[BEGIN Source excerpt]
A second scenario would be for XJT to continue offering the $60mm in savings, but on a reduced fleet size minus the 69 jets. Using the smaller base of aircraft and providing the $60mm in savings in the form of EBIT margin rate reduction ($60mm on 274 aircraft results in $45mm in savings net), XJT should generate $90mm in EBIT, $1.00/shr in EPS, and $1.10/shr in FCF (assuming that costs increase as XJT lays off employees). With the decline in the fleet size, cost savings as described above would be unlikely.

Under either scenario, XJT will likely continue operating the full fleet of aircraft in 2006 at the current rates. The $60mm rate reduction implies a 7% EBIT margin, assuming no aircraft are returned. For 2006, assuming this 7% margin kicks in mid year, XJT will generate roughly $2 per share in FCF. This would result in XJT having approximately $3.00 in net cash per shr by the end of 2006. The net result is that XJT trades at roughly 4.5x normalized sustainable earnings ex cash. In addition, on a downside case scenario, with XJT giving back $120mm to CAL through a rate reduction, XJT should generate roughly $0.66/shr in EPS, resulting in a downside valuation of 7x earnings ex cash (assuming the $15mm in costs savings are achieved).

While the above scenarios are likely, there is another potential risk that needs to be addressed. As mentioned, the contract for XJT is cancelable on 12 months notice. Secondly, XJT’s only customer is one of the two remaining network airlines that have not filed for bankruptcy. Given the size of the operation that XJT is providing, it is unlikely that CAL would terminate the entire agreement. This is due to the put option that would ensue with XJT returning all or none of the aircraft under lease. However, in Chapter 11, CAL could simply reject the leases on the aircraft that are leased to XJT (i.e. put them back to the lessor, Embraer) and not have to worry about the prospects of being stuck with several hundred unused 50 seat jets. Northwest Airlines recently faced a similar predicament. Its regional carrier, Mesaba, was flying aircraft that were uneconomical. Because leases were held by Northwest, it had to wait until the Chapter 11 filing before actually rejecting the aircraft and the contracts. The result is that Mesaba will be left with no planes to fly. A Chapter 11 filing by CAL is a similar risk for XJT. This is partially mitigated by the relatively strong balance sheet at CAL. CAL has done a good job of avoiding Chapter 11, and should its liquidity begin to become an issue, the signs should be apparent long before the event takes place.
[END Source excerpt]
| Exercise requirements |
• A. In the XJT analysis, how much notice is required to cancel XJT's contract?
• B. Pick up the XJT analysis after its final sentence and carry it forward.
[BEGIN Data provided]
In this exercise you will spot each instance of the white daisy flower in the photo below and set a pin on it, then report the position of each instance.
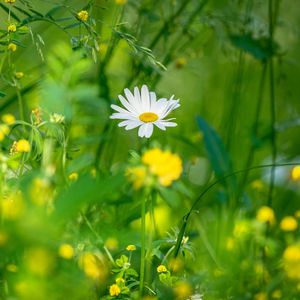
(143, 110)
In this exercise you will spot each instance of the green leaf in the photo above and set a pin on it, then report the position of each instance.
(259, 48)
(215, 148)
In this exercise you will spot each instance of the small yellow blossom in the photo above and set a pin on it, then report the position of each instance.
(57, 118)
(12, 47)
(112, 243)
(164, 164)
(19, 75)
(120, 280)
(131, 248)
(21, 146)
(92, 266)
(4, 130)
(11, 28)
(183, 290)
(137, 175)
(121, 2)
(180, 62)
(8, 119)
(83, 15)
(288, 224)
(73, 176)
(114, 290)
(266, 215)
(161, 269)
(12, 268)
(66, 251)
(295, 173)
(291, 261)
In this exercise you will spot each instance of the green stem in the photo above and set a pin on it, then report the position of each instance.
(143, 228)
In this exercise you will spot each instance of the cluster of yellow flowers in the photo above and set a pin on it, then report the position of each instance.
(165, 166)
(7, 119)
(20, 146)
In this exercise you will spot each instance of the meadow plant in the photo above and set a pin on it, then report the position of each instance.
(203, 208)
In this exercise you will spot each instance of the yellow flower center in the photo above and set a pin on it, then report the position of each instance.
(148, 117)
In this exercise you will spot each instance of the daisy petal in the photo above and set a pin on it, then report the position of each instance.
(145, 97)
(168, 124)
(119, 109)
(159, 125)
(124, 123)
(133, 124)
(141, 132)
(126, 116)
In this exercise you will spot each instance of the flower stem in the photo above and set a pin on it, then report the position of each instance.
(143, 238)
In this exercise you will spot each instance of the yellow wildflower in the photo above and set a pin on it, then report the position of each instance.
(288, 224)
(161, 269)
(164, 164)
(39, 261)
(137, 175)
(114, 290)
(295, 173)
(265, 215)
(66, 251)
(12, 47)
(92, 266)
(261, 296)
(121, 2)
(83, 15)
(183, 290)
(131, 248)
(11, 28)
(277, 294)
(291, 261)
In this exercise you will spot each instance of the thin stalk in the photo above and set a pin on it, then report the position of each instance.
(143, 240)
(272, 104)
(21, 106)
(255, 128)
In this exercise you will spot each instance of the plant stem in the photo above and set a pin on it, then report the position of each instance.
(143, 228)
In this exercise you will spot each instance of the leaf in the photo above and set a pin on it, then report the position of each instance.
(85, 190)
(258, 48)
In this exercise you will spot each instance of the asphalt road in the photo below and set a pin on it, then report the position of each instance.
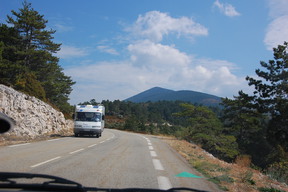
(116, 160)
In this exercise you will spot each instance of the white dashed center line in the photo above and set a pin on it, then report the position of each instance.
(153, 154)
(164, 183)
(157, 164)
(76, 151)
(19, 145)
(45, 162)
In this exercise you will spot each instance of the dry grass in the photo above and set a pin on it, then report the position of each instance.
(236, 177)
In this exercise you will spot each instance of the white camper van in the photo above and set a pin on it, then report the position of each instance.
(89, 120)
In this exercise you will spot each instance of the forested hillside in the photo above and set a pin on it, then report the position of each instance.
(27, 58)
(160, 94)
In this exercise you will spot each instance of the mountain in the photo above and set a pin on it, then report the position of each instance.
(160, 94)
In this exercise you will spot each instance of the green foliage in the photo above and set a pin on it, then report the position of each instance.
(206, 129)
(278, 171)
(260, 122)
(271, 95)
(263, 189)
(27, 62)
(222, 178)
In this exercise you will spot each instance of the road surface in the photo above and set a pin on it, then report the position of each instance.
(118, 159)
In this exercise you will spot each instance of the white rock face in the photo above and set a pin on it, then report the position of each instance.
(33, 117)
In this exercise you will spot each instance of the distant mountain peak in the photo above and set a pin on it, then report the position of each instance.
(159, 94)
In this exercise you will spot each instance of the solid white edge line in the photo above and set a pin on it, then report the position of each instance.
(157, 164)
(53, 140)
(36, 165)
(92, 145)
(164, 183)
(17, 145)
(153, 154)
(76, 151)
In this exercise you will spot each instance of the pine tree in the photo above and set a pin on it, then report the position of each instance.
(271, 93)
(34, 51)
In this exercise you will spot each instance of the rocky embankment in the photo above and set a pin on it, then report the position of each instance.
(34, 118)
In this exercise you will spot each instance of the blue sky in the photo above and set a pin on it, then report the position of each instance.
(115, 49)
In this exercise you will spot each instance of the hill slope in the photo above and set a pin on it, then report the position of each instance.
(160, 94)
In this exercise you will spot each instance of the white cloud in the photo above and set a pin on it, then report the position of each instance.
(154, 25)
(70, 52)
(226, 9)
(107, 49)
(151, 63)
(277, 30)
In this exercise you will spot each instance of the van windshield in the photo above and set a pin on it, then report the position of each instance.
(88, 116)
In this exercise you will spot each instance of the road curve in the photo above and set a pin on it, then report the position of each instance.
(118, 159)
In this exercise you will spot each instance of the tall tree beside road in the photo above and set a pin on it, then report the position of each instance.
(260, 121)
(271, 95)
(33, 48)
[END Data provided]
| Results in order |
• A. 12 months' notice.

• B.
Finally, XJT management realizes that their dependence on a single customer is not helping the share price. They have begun initiatives to diversify outside of regional flying. While the results are currently immaterial, there are several initiatives underway. Mentioned previously, the company owns part of a European regional jet start-up, and a charter operation. In addition, the size of the current fleet makes XJT the largest user of Embraer jets in the world. They have a significant training and maintenance base, and have recently begun work for third parties in these areas. Management has commented time and again that they view these initiatives as a means for diversifying away from CAL. While not included in the potential for earnings, this presents incremental opportunities.

To conclude, XJT’s shares have fallen due to the numerous perceived risks of having CAL as its only customer. This risk was compounded by CAL threatening to remove 25% of the XJT fleet. While the headline associated with this is not pretty, once all the scenarios play out, XJT will still be providing CAL with services, with its shares trading at about 4.5x sustainable earnings ex-cash. Given the kind of multiples in question, XJT should be worth in excess of $13/shr. This represents a 10 times multiple, plus the cash per share mentioned above.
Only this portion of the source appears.